:: Short exercise 1 ::
How much has Whitman spent on a single charter-jet company, according to the column on governor polls below?

:: Document extract ::
— start —
Garcia: Governor polls follow the money 

When Attorney General Jerry Brown appeared on “Dr. Phil” the other day, I hope he got advice on how to cope with the spending spree from his GOP counterpart in the governor’s race. He’s going to need it.

Former eBay chief Meg Whitman already has spent more than $27 million this year — or $249 per minute — to distance herself from Republican primary opponent Insurance Commissioner Steve Poizner. And she leads Brown in two polls released this week.

The surveys suggest the June 8 primary is now secondary — Whitman’s lead over Poizner has grown to 50 points, according to a poll by the Public Policy Institute of California. That’s not a gap, it’s a canyon.

Democratic Party officials are complaining mightily about Whitman’s record campaign spending, and you can see why — it’s working. She spent $21 million on TV airtime and radio ads in the past few months and a quick glance at her finance report tells you why it’s so good to be a friend of Meg’s these days.

Whitman has spent nearly $375,000 on a single charter-jet company, which is twice as much as Brown has spent on his entire campaign so far. She has paid money to more than 70 consultants since she began running, and former eBay aide Henry Gomez is taking in $36,000 a month to serve on her staff.

Brown may have thought that he could coyly slip into the race and run the table, until he realized it was lined with dollar bills. According to the Los Angeles Times, Whitman has spent $358,439 each day, or approximately $14,935 an hour, in her bid for governor.

The eBay billionaire has contributed nearly $40 million of her own money to the campaign and raised $11 million in donations, and already has spent $46 million in the race to succeed Gov. Arnold Schwarzenegger — who, by the way, just posted the lowest favorability rating in state history.

So is it money well spent? You don’t even have to ask Poizner, who thought things were bad when he trailed by 30 points in polls a few months ago. He can talk all he wants about her lack of “positive solutions” for the state, but the numbers for him are all negative.
— end —
:: Short exercise 2 ::
How many lines of the listing below contain the word "coat"? Case counts; reply with the number alone.

Stored items from a collection:
— start —
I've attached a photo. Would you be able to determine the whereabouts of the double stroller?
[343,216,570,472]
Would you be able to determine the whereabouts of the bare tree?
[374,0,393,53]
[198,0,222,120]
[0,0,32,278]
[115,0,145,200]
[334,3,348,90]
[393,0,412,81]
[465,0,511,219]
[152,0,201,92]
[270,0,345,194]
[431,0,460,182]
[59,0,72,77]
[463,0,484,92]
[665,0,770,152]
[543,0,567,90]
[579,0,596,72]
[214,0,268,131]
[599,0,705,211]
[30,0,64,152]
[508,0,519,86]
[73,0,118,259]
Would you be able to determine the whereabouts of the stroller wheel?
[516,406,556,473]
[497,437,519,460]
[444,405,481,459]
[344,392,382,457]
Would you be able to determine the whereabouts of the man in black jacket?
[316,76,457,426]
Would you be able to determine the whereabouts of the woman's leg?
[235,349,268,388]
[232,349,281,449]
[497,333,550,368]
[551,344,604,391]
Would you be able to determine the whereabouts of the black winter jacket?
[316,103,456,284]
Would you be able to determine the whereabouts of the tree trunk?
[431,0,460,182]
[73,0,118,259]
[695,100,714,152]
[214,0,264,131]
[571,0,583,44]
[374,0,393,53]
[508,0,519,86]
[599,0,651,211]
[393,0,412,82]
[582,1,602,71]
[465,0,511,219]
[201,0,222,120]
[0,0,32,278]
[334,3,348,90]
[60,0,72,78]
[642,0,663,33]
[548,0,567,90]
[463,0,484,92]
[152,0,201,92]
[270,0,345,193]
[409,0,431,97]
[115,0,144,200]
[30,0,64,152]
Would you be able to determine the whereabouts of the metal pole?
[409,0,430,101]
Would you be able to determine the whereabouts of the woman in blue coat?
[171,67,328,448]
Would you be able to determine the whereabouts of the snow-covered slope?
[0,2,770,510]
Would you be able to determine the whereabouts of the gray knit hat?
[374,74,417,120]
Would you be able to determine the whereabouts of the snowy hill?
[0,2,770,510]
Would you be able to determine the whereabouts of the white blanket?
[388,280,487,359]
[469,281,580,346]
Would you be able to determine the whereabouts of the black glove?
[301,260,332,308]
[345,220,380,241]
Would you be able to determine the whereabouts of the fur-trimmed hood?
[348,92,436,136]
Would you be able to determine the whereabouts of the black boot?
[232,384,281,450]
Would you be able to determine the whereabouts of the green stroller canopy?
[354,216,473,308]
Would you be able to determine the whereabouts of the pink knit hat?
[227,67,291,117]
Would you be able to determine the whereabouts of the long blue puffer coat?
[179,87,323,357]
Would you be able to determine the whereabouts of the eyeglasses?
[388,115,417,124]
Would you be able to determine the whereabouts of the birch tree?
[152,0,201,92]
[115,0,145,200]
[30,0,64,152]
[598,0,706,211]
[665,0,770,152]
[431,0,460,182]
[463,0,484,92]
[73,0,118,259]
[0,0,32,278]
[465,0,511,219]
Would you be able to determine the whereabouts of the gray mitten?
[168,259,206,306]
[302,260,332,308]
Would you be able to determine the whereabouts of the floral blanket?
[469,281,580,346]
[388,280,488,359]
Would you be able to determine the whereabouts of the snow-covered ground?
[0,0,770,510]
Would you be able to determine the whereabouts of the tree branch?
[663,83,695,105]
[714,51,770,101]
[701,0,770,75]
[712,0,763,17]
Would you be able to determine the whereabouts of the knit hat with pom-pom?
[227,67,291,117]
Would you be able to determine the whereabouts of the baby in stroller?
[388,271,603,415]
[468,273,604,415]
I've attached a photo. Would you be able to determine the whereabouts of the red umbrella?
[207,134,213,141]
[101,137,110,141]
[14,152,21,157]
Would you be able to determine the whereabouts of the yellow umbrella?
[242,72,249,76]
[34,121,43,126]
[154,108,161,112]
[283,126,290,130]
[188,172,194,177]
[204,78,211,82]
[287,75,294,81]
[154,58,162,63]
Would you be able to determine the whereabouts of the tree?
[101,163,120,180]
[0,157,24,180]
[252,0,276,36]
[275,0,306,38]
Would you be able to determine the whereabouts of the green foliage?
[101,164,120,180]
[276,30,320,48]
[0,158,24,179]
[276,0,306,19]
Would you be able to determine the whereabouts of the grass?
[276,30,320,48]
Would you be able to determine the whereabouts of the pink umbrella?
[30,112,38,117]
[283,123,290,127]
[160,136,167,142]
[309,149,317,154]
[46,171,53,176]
— end —
:: Exercise output 1 ::
Nearly $375,000.

:: Exercise output 2 ::
2